• Список заданий
• A. В каком издательстве, по данным отрывка ниже, вышел сборник Елены Макеенко «Важные вещи»?
• B. Назовите все фразы-концепты, которые, как сказано в отрывке ниже, повторяются в текстах Макеенко.

• Выбранный отрывок
Критик, у которого хочется учиться

Тухто Мария Евгеньевна

Опубликовано: Литературная Россия. 2022. № 24 (24-30 июня).

В 2020 году в издательстве Bookmate Originals вышел сборник Елены Макеенко «Важные вещи. Путеводитель по новейшей русской прозе». В него вошли рецензии литературного критика на произведения 2008–2018 гг.

Цитировать Макеенко приходится абзацами: её тексты удивительно целостны, язык — лёгок и точен, а каждая статья скроена так ловко, что «секрет успеха» потребует глубокого анализа.

Повторяясь, мы выдаём себя. Взаимосвязанные фразы-концепты, лейтмотивно проступающие в текстах Макеенко, — это «занудство», «скажем осторожно» и «остаётся надеяться».

Страх показаться занудой и написать параграф для учебника вместо искромётной статьи знаком каждому филологу и зачастую способствует пристальному вниманию к форме. Макеенко не исключение. Несмотря на блестящую стилистическую игру, речь о которой пойдёт ниже, в некоторых статьях критик нет-нет да и нанижет ряд синонимов или отрастит придаточное у причастного оборота, например: «Нехитрые события, точнее их почти полное отсутствие, напоминают лагерную прозу, в которой рутина становится инструментом, быстро и незаметно снимающим ощущение дисгармонии до тех пор, пока не случится что-нибудь выходящее из этого ряда вон». Однако стоит признать: таких «подвисающих» мест буквально пара на весь сборник.

• Предоставленные записи
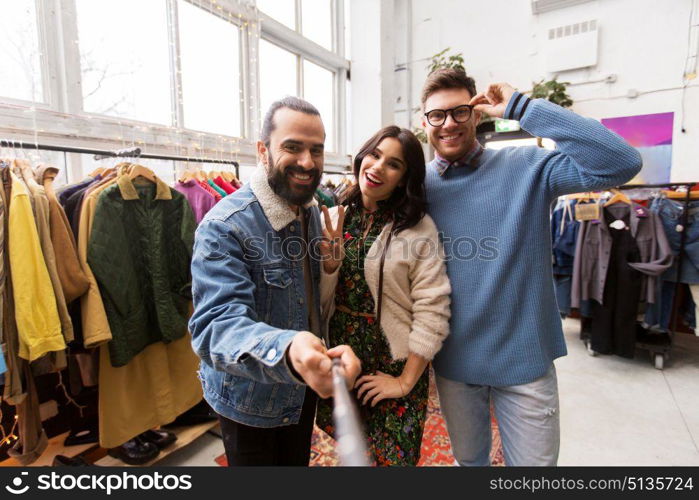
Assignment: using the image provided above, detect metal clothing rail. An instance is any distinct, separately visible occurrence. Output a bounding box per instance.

==

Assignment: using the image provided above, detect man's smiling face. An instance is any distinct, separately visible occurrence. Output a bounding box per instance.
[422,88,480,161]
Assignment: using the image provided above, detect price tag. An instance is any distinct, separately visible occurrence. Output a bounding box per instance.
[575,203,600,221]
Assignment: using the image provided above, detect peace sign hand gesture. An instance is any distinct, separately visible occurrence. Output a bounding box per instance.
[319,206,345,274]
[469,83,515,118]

• Ответы
• A. В издательстве Bookmate Originals.

• B. «Занудство», «скажем осторожно», «остаётся надеяться».